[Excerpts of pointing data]
● ● ● ●
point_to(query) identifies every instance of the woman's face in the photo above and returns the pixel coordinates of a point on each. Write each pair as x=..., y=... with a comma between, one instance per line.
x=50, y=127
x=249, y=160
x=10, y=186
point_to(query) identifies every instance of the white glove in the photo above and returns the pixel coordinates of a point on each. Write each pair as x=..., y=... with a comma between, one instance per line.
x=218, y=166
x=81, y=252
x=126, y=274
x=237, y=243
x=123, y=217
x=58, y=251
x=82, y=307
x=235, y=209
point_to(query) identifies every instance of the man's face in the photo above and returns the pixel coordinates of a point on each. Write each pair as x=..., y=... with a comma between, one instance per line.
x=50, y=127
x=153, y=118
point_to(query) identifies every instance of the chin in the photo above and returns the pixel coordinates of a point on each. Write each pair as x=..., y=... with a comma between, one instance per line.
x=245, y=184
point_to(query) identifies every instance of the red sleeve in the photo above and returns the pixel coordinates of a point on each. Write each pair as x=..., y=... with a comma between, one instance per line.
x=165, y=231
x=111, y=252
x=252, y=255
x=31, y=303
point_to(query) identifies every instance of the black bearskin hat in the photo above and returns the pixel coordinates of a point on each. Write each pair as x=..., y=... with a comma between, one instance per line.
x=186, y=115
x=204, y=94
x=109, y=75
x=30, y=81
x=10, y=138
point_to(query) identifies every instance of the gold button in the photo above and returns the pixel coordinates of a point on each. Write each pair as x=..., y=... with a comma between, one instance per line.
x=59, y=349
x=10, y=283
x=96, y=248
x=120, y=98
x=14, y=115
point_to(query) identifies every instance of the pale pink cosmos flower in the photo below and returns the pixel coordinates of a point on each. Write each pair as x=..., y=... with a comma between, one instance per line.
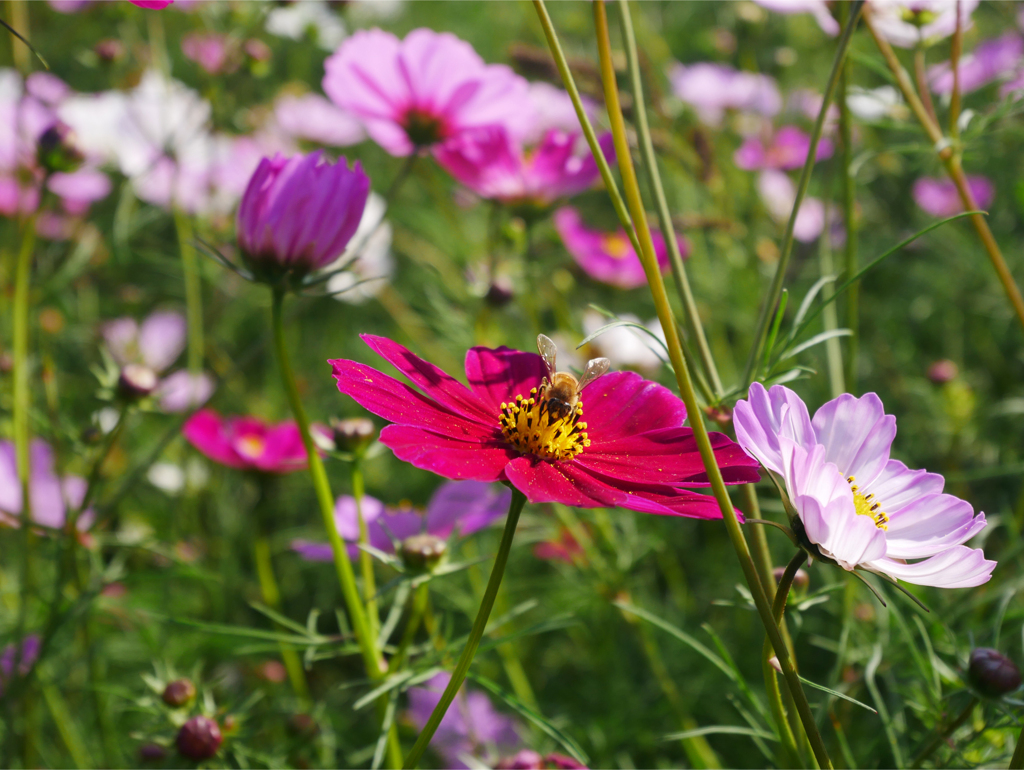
● ● ● ●
# [EXERCISE DETAILS]
Show each line of the data above that contains the word "glove".

# [OUTPUT FOR THIS EXERCISE]
point_to(query) identifies every instance of the white glove in the photo above and returns the pixel coordinates of a point on each. Write each pair as x=..., y=... with a comma between, one instance per line.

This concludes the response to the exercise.